[TEXTE EXTRAIT]
··········
Mais revenons un peu en arrière. A Cayenne, plus exactement, où nous nous sommes retrouvés tout à coup sans marche arrière sur le VW. Une vis avait cassé. Mais comme elle avait une forme bien particulière, pas question de la remplacer par une autre vis toute bête : il fallait "la" pièce d'origine VW. Délai annoncé : dix jours. Heureusement, nous avons pu la faire ressouder pour rien par un Brésilien (nous lui avons quand même donné une bouteille de vin pour le remercier). Un autre, chez qui nous nous étions renseignés, demandait, quant à lui, la modique somme de 30 €... Après, nous avons vu qu'une soudure du pot d'échappement commençait à lâcher. Devinez lequel des deux nous sommes retournés voir ?!
Entre-temps, le deuxième colis du CNED était enfin arrivé, amené à domicile (sur notre parking) par Franck. Samuel et Elisa se sont donc plongés à fond dans leurs nouvelles matières. Et nous nous sommes préparés à quitter la Guyane.
Le Suriname est le premier pays de ce périple à nous demander un visa. Nous le savions avant. La mauvaise surprise, c'est qu'il nous faut en payer quatre (un par personne). Coût : 120 €. D'habitude, il n'y a pas plus de visas que de passeports, soit deux pour nous puisque les enfants n'ont pas encore de passeport à leur nom. De plus, l'assurance est obligatoire pour le véhicule et ne peut pas être prise pour une durée inférieure à trois mois. Coût : 100 €. Pour un pays dans lequel nous n'allons passer que quelques jours...
Le 15 décembre, enfin, nous laissons Cayenne derrière nous, bien décidés à prendre dès le lendemain le bac qui doit nous mener au Suriname. Mais quelques kilomètres avant le village d'Iracoubo, c'est de nouveau la panne : plus d'embrayage. Rémi rejoint tant bien que mal le centre du village et se glisse sous le fourgon. Mais il va falloir enlever la boîte à vitesses. Impossible de le faire au bord de la route. Surtout qu'il pleut de plus en plus souvent. Il faut donc trouver un endroit où s'abriter. Un hangar sous lequel on nous autorise éventuellement à rester une ou deux semaines. Car selon la panne, il faudra se procurer des pièces...
··········
[PROBLÈME ÉCRIT]
D'après le récit de voyage, quel est le coût total des visas exigés pour entrer au Suriname ? Les enregistrements qui suivent proviennent d'une autre source.

(Entrées d'un jeu d'annotations par points)
··········
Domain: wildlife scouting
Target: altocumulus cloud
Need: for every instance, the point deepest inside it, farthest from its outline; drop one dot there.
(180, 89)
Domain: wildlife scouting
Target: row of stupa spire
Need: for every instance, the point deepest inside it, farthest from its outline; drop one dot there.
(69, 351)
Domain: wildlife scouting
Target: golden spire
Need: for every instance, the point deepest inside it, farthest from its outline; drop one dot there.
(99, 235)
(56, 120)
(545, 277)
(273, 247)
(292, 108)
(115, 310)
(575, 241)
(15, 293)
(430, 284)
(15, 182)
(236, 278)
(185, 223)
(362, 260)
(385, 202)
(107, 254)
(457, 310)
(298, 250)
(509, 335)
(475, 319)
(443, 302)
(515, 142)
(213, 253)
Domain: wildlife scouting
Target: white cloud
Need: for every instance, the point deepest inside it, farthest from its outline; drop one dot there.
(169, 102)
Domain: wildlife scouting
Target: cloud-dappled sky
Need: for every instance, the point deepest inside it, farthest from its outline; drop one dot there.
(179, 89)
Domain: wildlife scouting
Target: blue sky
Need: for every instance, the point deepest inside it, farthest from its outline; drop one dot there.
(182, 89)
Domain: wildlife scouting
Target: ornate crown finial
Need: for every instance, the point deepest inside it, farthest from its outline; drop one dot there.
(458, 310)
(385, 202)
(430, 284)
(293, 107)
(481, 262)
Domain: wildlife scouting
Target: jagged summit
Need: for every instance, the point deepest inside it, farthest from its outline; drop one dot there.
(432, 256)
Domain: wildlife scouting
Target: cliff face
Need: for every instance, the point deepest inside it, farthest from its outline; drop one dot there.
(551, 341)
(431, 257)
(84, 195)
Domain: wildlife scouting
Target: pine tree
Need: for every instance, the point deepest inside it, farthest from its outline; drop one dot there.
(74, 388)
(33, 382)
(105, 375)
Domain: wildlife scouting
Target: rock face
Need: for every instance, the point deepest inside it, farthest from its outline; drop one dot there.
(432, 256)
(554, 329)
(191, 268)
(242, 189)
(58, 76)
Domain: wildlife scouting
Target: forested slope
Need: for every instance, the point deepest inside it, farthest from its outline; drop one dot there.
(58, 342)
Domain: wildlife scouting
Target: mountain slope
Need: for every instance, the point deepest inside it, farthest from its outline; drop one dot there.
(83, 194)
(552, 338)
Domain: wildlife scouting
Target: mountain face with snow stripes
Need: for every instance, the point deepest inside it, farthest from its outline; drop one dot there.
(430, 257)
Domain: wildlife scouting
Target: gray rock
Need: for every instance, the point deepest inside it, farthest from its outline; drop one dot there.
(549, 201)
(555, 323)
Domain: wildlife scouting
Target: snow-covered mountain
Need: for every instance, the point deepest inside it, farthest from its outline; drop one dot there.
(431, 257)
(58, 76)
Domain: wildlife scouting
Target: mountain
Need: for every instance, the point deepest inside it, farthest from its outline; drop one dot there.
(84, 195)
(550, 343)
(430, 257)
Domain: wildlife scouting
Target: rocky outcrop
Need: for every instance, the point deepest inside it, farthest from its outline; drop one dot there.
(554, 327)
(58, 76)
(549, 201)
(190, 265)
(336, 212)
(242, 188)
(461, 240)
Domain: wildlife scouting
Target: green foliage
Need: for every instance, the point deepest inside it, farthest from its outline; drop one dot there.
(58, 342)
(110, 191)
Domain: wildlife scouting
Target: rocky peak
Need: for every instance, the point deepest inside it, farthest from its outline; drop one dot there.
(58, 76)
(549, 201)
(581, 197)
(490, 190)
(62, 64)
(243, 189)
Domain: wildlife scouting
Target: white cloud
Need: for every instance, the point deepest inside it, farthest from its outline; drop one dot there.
··········
[SOLUTION DU PROBLÈME]
Les quatre visas coûtent 120 €.